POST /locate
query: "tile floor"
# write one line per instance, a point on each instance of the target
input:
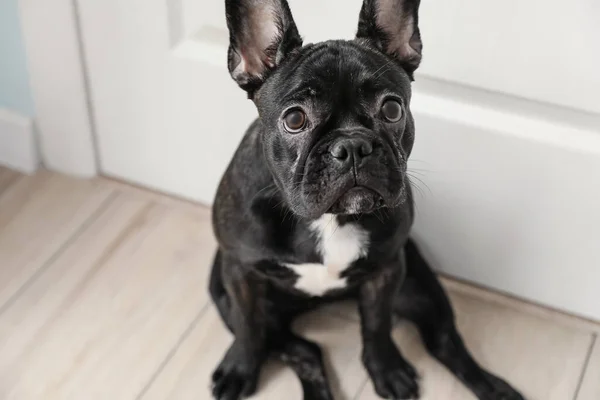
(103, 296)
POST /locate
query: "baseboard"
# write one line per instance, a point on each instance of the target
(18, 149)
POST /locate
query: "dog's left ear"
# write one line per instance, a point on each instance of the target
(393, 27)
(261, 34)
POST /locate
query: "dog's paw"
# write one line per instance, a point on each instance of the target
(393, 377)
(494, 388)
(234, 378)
...
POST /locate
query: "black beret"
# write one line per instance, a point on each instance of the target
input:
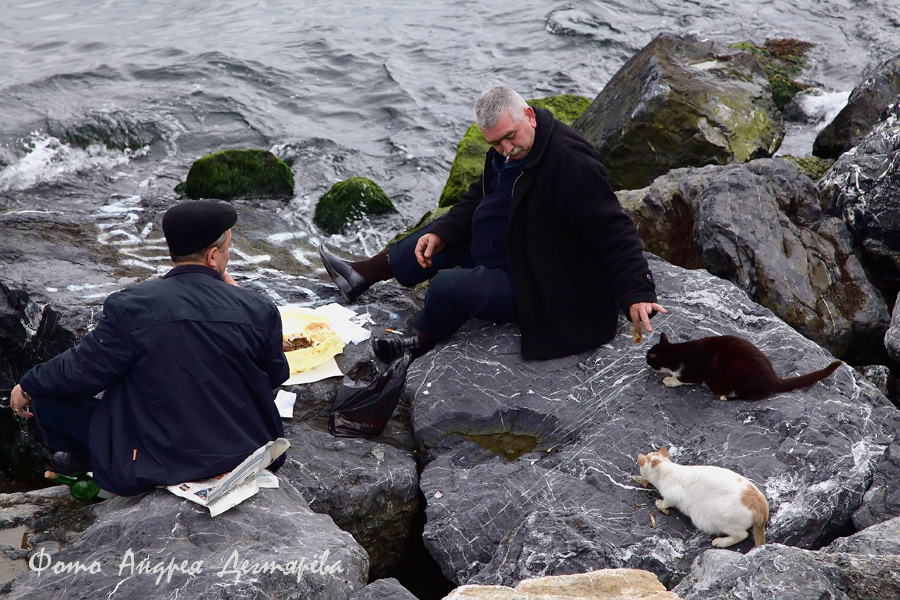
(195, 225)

== WRITTEN EXERCISE ==
Pick out each line of the records above that contains the string "query" and copy those lines. Case matters.

== FULL OUTPUT ==
query: "tile floor"
query: "baseboard"
query: "dog's left ear"
query: "dog's paw"
query: "black beret"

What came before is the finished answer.